Point labeling examples:
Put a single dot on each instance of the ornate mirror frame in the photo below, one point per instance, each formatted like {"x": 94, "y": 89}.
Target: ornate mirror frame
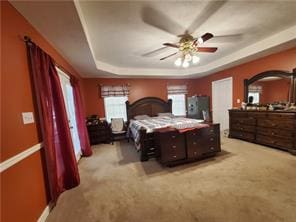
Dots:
{"x": 273, "y": 73}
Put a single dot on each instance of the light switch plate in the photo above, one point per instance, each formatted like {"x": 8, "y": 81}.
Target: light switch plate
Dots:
{"x": 28, "y": 117}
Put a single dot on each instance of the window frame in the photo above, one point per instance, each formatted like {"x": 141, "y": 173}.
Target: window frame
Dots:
{"x": 184, "y": 114}
{"x": 107, "y": 110}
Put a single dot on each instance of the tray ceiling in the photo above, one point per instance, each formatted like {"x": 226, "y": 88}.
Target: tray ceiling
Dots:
{"x": 114, "y": 38}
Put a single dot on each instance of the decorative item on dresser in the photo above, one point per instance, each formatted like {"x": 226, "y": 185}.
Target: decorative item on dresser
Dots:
{"x": 273, "y": 128}
{"x": 98, "y": 130}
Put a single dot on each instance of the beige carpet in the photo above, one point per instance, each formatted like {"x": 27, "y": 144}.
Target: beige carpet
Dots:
{"x": 246, "y": 182}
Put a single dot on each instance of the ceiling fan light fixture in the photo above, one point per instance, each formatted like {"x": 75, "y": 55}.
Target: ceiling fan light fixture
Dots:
{"x": 178, "y": 62}
{"x": 195, "y": 59}
{"x": 200, "y": 40}
{"x": 188, "y": 57}
{"x": 185, "y": 64}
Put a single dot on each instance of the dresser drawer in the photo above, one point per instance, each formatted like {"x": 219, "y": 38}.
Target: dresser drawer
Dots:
{"x": 210, "y": 148}
{"x": 275, "y": 132}
{"x": 242, "y": 135}
{"x": 244, "y": 120}
{"x": 172, "y": 153}
{"x": 277, "y": 142}
{"x": 238, "y": 114}
{"x": 257, "y": 114}
{"x": 243, "y": 127}
{"x": 171, "y": 146}
{"x": 279, "y": 124}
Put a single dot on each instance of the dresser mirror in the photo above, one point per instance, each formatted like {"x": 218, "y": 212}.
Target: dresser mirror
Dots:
{"x": 271, "y": 87}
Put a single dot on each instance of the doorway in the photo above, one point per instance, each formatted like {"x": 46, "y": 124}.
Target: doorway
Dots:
{"x": 222, "y": 101}
{"x": 70, "y": 108}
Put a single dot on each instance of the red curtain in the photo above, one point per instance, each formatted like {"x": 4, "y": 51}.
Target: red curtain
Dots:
{"x": 79, "y": 113}
{"x": 59, "y": 152}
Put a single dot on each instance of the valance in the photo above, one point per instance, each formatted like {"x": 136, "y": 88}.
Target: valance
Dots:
{"x": 120, "y": 90}
{"x": 254, "y": 89}
{"x": 177, "y": 89}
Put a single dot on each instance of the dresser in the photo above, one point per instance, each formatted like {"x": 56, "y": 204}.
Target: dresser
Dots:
{"x": 99, "y": 132}
{"x": 174, "y": 147}
{"x": 272, "y": 128}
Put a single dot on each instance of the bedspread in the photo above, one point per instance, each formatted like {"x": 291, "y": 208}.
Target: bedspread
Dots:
{"x": 154, "y": 123}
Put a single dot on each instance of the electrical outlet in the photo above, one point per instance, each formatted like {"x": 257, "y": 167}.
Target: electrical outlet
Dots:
{"x": 28, "y": 117}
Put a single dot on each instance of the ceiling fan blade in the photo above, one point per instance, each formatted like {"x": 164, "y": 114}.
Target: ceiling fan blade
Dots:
{"x": 207, "y": 49}
{"x": 155, "y": 52}
{"x": 168, "y": 56}
{"x": 171, "y": 45}
{"x": 206, "y": 13}
{"x": 207, "y": 36}
{"x": 160, "y": 20}
{"x": 227, "y": 38}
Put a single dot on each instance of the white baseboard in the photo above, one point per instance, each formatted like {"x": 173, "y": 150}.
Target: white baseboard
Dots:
{"x": 44, "y": 214}
{"x": 17, "y": 158}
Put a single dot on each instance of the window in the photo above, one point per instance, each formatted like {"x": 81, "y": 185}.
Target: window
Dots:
{"x": 256, "y": 97}
{"x": 115, "y": 107}
{"x": 179, "y": 104}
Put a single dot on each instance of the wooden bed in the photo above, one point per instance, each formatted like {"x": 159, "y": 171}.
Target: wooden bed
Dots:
{"x": 150, "y": 106}
{"x": 201, "y": 142}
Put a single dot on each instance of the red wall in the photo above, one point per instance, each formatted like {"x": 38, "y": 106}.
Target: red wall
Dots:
{"x": 274, "y": 91}
{"x": 23, "y": 191}
{"x": 285, "y": 60}
{"x": 139, "y": 88}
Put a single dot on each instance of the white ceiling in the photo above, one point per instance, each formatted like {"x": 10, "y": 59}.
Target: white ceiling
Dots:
{"x": 111, "y": 38}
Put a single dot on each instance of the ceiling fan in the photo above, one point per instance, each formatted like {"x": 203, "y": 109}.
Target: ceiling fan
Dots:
{"x": 189, "y": 46}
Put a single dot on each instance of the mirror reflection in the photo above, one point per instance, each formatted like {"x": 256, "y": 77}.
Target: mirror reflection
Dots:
{"x": 269, "y": 90}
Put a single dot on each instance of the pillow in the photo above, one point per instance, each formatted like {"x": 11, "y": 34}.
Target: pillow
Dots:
{"x": 166, "y": 115}
{"x": 141, "y": 117}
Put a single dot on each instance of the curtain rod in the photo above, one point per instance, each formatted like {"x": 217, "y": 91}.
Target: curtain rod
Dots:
{"x": 114, "y": 85}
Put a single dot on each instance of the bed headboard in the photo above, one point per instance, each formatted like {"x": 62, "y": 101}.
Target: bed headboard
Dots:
{"x": 150, "y": 106}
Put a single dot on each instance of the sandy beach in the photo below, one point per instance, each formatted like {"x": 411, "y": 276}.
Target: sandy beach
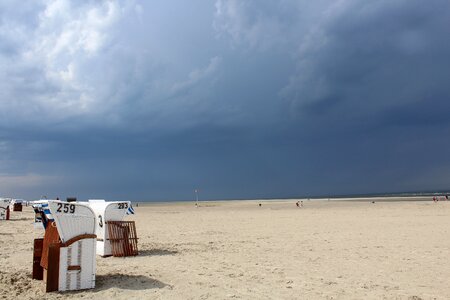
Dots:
{"x": 236, "y": 249}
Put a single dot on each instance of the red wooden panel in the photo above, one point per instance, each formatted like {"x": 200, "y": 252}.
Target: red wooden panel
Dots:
{"x": 38, "y": 271}
{"x": 123, "y": 238}
{"x": 51, "y": 236}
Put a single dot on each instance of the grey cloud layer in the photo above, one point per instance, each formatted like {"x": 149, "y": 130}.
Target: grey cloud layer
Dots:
{"x": 280, "y": 98}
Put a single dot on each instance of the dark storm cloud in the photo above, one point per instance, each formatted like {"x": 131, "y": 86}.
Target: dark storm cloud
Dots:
{"x": 246, "y": 99}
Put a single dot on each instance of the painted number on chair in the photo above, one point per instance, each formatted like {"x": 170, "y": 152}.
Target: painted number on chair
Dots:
{"x": 66, "y": 208}
{"x": 123, "y": 205}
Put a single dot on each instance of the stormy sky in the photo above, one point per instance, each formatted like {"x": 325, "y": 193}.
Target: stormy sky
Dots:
{"x": 148, "y": 100}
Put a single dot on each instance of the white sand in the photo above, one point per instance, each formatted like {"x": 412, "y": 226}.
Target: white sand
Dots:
{"x": 328, "y": 249}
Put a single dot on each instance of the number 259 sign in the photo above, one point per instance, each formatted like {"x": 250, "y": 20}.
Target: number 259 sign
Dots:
{"x": 122, "y": 205}
{"x": 66, "y": 208}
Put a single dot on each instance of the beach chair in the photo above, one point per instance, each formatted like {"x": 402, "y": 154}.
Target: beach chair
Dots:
{"x": 4, "y": 208}
{"x": 65, "y": 257}
{"x": 114, "y": 236}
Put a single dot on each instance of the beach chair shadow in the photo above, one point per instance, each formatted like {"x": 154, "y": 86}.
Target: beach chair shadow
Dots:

WHAT THE EXERCISE ASKS :: Output the entries above exactly. Drop the pictures.

EXERCISE OUTPUT ::
Put a single dot on each instance of the ornate mirror frame in the photo below, one point per instance, each formatted like {"x": 94, "y": 89}.
Target: ornate mirror frame
Dots:
{"x": 273, "y": 73}
Put a single dot on each instance of the light switch plate in the photo above, one point per instance, each formatted like {"x": 8, "y": 81}.
Target: light switch plate
Dots:
{"x": 28, "y": 117}
Put a single dot on each instance of the window frame in the photo above, one point per instance, each formatted like {"x": 141, "y": 173}.
Target: window frame
Dots:
{"x": 184, "y": 114}
{"x": 107, "y": 110}
Put a single dot on each instance of the tray ceiling in the photo above, one point per instance, each formatted like {"x": 226, "y": 88}.
Target: tray ceiling
Dots:
{"x": 114, "y": 38}
Put a single dot on each instance of the decorative item on dresser in the photo above, one point per instance, each formatted like {"x": 226, "y": 185}.
Target: decorative item on dresser
Dots:
{"x": 273, "y": 128}
{"x": 98, "y": 130}
Put a single dot on each instance of the beige carpet in the photo above, one point per instance, each formatted like {"x": 27, "y": 144}.
Target: beige carpet
Dots:
{"x": 246, "y": 182}
Put a single dot on each instance of the ceiling fan light fixture in the photo above, one point per instance, each formatted like {"x": 75, "y": 55}.
Target: ceiling fan light fixture
Dots:
{"x": 178, "y": 62}
{"x": 195, "y": 59}
{"x": 200, "y": 40}
{"x": 188, "y": 57}
{"x": 185, "y": 64}
Put a single dot on each instance of the dresser drawer in the photo above, one point per instance, each formatted like {"x": 219, "y": 38}.
Target: dresser drawer
Dots:
{"x": 210, "y": 148}
{"x": 275, "y": 132}
{"x": 242, "y": 135}
{"x": 244, "y": 120}
{"x": 172, "y": 153}
{"x": 277, "y": 142}
{"x": 238, "y": 114}
{"x": 257, "y": 114}
{"x": 243, "y": 127}
{"x": 171, "y": 146}
{"x": 279, "y": 124}
Put a single dot on each instance of the dresser mirror in the photo above, one point per instance, each formatted like {"x": 218, "y": 212}.
Target: dresser mirror
Dots:
{"x": 271, "y": 87}
Put a single dot on each instance of the doorway in the photo above, one point per instance, each formatted like {"x": 46, "y": 124}.
Target: doorway
Dots:
{"x": 222, "y": 101}
{"x": 70, "y": 108}
Put a single dot on each instance of the red curtain in the photo above, one point per instance, each formatted like {"x": 4, "y": 51}.
Target: red curtain
Dots:
{"x": 79, "y": 113}
{"x": 59, "y": 152}
Put a single dot on each instance of the valance in the photo above, one point per instance, each formatted like {"x": 136, "y": 88}.
Target: valance
Dots:
{"x": 120, "y": 90}
{"x": 254, "y": 89}
{"x": 177, "y": 89}
Put a single dot on each instance of the dresser in the photo above, one point per instance, each formatted like {"x": 56, "y": 204}.
Target: dresser
Dots:
{"x": 99, "y": 132}
{"x": 174, "y": 147}
{"x": 272, "y": 128}
Put a single dot on each instance of the bedspread in the photo above, one point per instance, each formatted like {"x": 291, "y": 208}.
Target: bedspread
Dots:
{"x": 154, "y": 123}
Put a single dot on each instance of the electrical outlet in the photo above, one point per instance, each formatted like {"x": 257, "y": 167}.
Target: electrical outlet
Dots:
{"x": 28, "y": 117}
Put a single dot on each instance of the ceiling fan blade in the photo above, one point per instance, each formatted like {"x": 164, "y": 114}.
Target: ceiling fan blade
Dots:
{"x": 207, "y": 49}
{"x": 155, "y": 52}
{"x": 168, "y": 56}
{"x": 171, "y": 45}
{"x": 206, "y": 13}
{"x": 207, "y": 36}
{"x": 160, "y": 20}
{"x": 227, "y": 38}
Put a single dot on each instance of the white baseboard in the photo above, one point per instance, each formatted like {"x": 173, "y": 150}.
Target: white baseboard
Dots:
{"x": 44, "y": 214}
{"x": 17, "y": 158}
Put a single dot on each instance of the window in the photo above, one point per instance, each formatted like {"x": 81, "y": 185}.
Target: window
Dots:
{"x": 256, "y": 97}
{"x": 115, "y": 107}
{"x": 179, "y": 104}
Put a single dot on each instance of the wooden bed in the photo above, one point per instance, each formatted like {"x": 159, "y": 171}.
Target: wooden bed
Dots:
{"x": 150, "y": 106}
{"x": 201, "y": 142}
Put a single dot on each instance of the red wall in the photo above, one point per instance, each formatted like {"x": 38, "y": 106}.
Target: red wall
Dots:
{"x": 274, "y": 91}
{"x": 23, "y": 191}
{"x": 285, "y": 60}
{"x": 139, "y": 88}
Put a single dot on each instance of the white ceiling in the photo above, one point per instance, each formatted like {"x": 10, "y": 59}.
Target: white ceiling
Dots:
{"x": 111, "y": 38}
Put a single dot on each instance of the ceiling fan in the photo above, one point per instance, each formatted like {"x": 203, "y": 109}.
Target: ceiling fan
Dots:
{"x": 189, "y": 46}
Put a single dot on each instance of the mirror reflection in the photo above, one point per instance, each formatted like {"x": 256, "y": 77}.
Target: mirror reflection
Dots:
{"x": 269, "y": 90}
Put a single dot on each instance of the pillow in the photo above, one point per instance, each formatted like {"x": 11, "y": 34}.
Target: pillow
Dots:
{"x": 166, "y": 115}
{"x": 141, "y": 117}
Put a single dot on each instance of the curtain rod in the photo above, one point per instance, each formatted like {"x": 217, "y": 91}.
Target: curtain rod
Dots:
{"x": 114, "y": 85}
Put a single dot on each instance of the bed headboard in the photo above, one point per instance, each formatted like {"x": 62, "y": 101}.
Target: bed headboard
Dots:
{"x": 150, "y": 106}
Put a single dot on each instance of the sandy beach in the photo below, one point per instance, each formatted like {"x": 411, "y": 276}.
Target: sandy beach
Dots:
{"x": 236, "y": 249}
Put a single dot on each instance of the red wooden panel in the photo above, one point per instance, each formatted like {"x": 200, "y": 252}.
Target: red wooden panel
Dots:
{"x": 38, "y": 271}
{"x": 123, "y": 238}
{"x": 51, "y": 236}
Put a single dot on each instance of the grey cloud layer in the photo above, one point per instance, each formatted like {"x": 149, "y": 130}.
Target: grey cloud layer
Dots:
{"x": 280, "y": 98}
Put a single dot on each instance of the dark storm cloud in the photo above, one point per instance, each formatted like {"x": 131, "y": 86}.
Target: dark storm cloud
Dots:
{"x": 246, "y": 99}
Put a single dot on each instance of the painted number on chair in the photo above, one point per instance, each formatted like {"x": 170, "y": 152}.
Target: painted number on chair
Dots:
{"x": 66, "y": 208}
{"x": 123, "y": 205}
Put a single dot on each instance of the stormy sky in the photo above, one point per instance, each formatted like {"x": 325, "y": 193}.
Target: stormy sky
Dots:
{"x": 148, "y": 100}
Put a single dot on each instance of the white sand in the photo above, one point per instance, each formatted like {"x": 412, "y": 226}.
Target: white sand
Dots:
{"x": 328, "y": 249}
Put a single dot on each instance of the number 259 sign in the photo above, one point per instance, each formatted like {"x": 250, "y": 20}.
Target: number 259 sign
Dots:
{"x": 122, "y": 205}
{"x": 66, "y": 208}
Put a single dot on each instance of the beach chair in the photo above, one point per instance, each formatted like {"x": 402, "y": 154}.
Target: beach chair
Dots:
{"x": 4, "y": 208}
{"x": 65, "y": 257}
{"x": 114, "y": 236}
Put a single dot on each instance of the beach chair shadow in the photo above, one point per instance, each formatted like {"x": 154, "y": 86}.
Target: beach chair shadow
Dots:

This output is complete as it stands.